WORK REQUIRED:
Rewrite the records below, substituting "marker" for every occurrence of "keypoint" and leaving all else unchanged.

[start of INFORMATION PROVIDED]

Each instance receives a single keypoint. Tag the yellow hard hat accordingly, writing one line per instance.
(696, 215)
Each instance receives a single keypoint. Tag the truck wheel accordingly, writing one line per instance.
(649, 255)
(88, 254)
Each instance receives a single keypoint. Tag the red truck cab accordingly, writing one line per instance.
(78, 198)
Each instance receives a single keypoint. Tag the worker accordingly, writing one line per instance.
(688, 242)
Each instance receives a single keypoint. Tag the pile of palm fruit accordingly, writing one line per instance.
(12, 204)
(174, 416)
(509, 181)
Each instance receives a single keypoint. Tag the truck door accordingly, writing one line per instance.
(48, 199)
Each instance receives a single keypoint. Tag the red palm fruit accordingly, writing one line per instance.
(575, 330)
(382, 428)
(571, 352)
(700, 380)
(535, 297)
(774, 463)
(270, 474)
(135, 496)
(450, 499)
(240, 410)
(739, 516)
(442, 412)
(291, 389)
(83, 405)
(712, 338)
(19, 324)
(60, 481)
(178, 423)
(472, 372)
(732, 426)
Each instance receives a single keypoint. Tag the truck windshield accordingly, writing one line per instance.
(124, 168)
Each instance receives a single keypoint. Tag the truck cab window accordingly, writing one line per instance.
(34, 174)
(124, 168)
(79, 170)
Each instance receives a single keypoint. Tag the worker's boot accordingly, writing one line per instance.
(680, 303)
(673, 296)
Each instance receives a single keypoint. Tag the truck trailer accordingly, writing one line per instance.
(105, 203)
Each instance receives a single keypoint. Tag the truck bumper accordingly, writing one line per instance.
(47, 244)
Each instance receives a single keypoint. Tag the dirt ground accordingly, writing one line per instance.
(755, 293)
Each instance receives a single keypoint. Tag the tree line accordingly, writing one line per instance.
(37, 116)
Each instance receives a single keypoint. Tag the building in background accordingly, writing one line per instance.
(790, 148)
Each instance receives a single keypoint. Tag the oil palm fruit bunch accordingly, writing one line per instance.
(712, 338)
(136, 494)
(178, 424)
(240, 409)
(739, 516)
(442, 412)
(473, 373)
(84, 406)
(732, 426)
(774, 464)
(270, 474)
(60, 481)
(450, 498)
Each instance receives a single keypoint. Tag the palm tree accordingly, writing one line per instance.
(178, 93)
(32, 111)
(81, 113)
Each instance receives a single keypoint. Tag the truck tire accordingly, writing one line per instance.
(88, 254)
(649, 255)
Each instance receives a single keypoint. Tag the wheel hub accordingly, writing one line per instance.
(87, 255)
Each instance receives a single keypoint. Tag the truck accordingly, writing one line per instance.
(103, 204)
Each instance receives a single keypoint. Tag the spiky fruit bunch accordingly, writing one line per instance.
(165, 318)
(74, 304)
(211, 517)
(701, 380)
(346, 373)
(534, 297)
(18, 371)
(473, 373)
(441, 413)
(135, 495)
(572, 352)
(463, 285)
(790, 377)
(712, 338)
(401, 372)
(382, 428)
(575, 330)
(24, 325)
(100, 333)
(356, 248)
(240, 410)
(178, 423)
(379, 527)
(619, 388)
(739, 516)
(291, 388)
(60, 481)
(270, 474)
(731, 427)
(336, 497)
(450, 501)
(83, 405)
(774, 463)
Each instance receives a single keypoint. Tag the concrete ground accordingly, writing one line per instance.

[end of INFORMATION PROVIDED]

WORKED ANSWER:
Each instance receives a single marker. Tag the yellow hard hat accordingly, writing one line per instance.
(696, 215)
Each instance receives a single marker. Tag the truck wheel accordingly, writing one line per instance.
(649, 255)
(88, 254)
Each instance receives a single marker. Tag the red truck cab accordingly, writing one line per instance.
(78, 198)
Each instance receives a single marker. Tag the worker accordingly, writing one line per instance.
(688, 242)
Each instance receives a single marker. Tag the pile of palm fruit accordingly, writing one line per instance.
(12, 204)
(174, 416)
(509, 181)
Each instance receives a single marker. Tag the truck door accordingly, writing one line per instance.
(48, 199)
Each instance receives a single marker. Tag the red palm fruit accordingly, writing one line per instance.
(575, 330)
(382, 428)
(571, 352)
(700, 380)
(535, 297)
(774, 463)
(270, 474)
(135, 496)
(450, 499)
(240, 410)
(739, 516)
(442, 412)
(291, 389)
(83, 405)
(712, 338)
(19, 324)
(60, 481)
(178, 423)
(472, 372)
(732, 426)
Each instance receives a single marker. Tag the truck windshield accordingly, writing one line per instance.
(124, 168)
Each instance receives a single marker. Tag the truck cab window accordingly, writing one line per instance.
(34, 174)
(124, 168)
(79, 170)
Each instance receives a single marker. Tag the worker's boot accordingly, writing one line per instance.
(680, 303)
(673, 296)
Each instance receives a single marker. Tag the truck trailer accordingly, writing one line per instance.
(105, 203)
Each instance receives a single marker. Tag the truck bumper accordingly, writing one line per instance.
(47, 244)
Each instance receives a single marker. Tag the dirt ground accordingly, writing one line per instance.
(755, 293)
Each instance receives a single marker. Tag the tree line accordingly, writing one line per instance.
(37, 116)
Each instance receives a single marker. Tag the building in background accordingly, writing one line per instance.
(790, 148)
Each instance receives a single marker. Tag the oil palm fruit bunch accordingly, writing one line per instance.
(712, 338)
(136, 494)
(178, 424)
(240, 409)
(739, 516)
(442, 412)
(473, 373)
(84, 406)
(732, 426)
(774, 464)
(270, 474)
(60, 481)
(450, 498)
Each instance receives a single marker. Tag the palm tree accordingly, writing one line per instance.
(178, 93)
(32, 111)
(81, 113)
Each instance receives a single marker. Tag the truck tire accordingly, writing one line per instance.
(88, 254)
(649, 255)
Each instance receives a single marker. Tag the wheel hub accordingly, writing one line per instance.
(87, 255)
Each instance receives a single marker. Tag the truck accordingly, writing one line per instance.
(103, 204)
Each instance receives a single marker. Tag the spiky fruit bunch accordingly, writing one line per instance.
(165, 318)
(74, 304)
(211, 517)
(701, 380)
(346, 373)
(534, 297)
(18, 371)
(473, 373)
(441, 413)
(135, 495)
(572, 352)
(463, 285)
(790, 377)
(712, 338)
(401, 372)
(382, 428)
(575, 330)
(24, 325)
(100, 333)
(356, 248)
(240, 410)
(178, 423)
(379, 527)
(619, 388)
(739, 516)
(291, 388)
(60, 481)
(270, 474)
(731, 427)
(336, 497)
(450, 501)
(83, 405)
(774, 463)
Each instance receives a single marker. Tag the concrete ground accordingly, writing one line per instance.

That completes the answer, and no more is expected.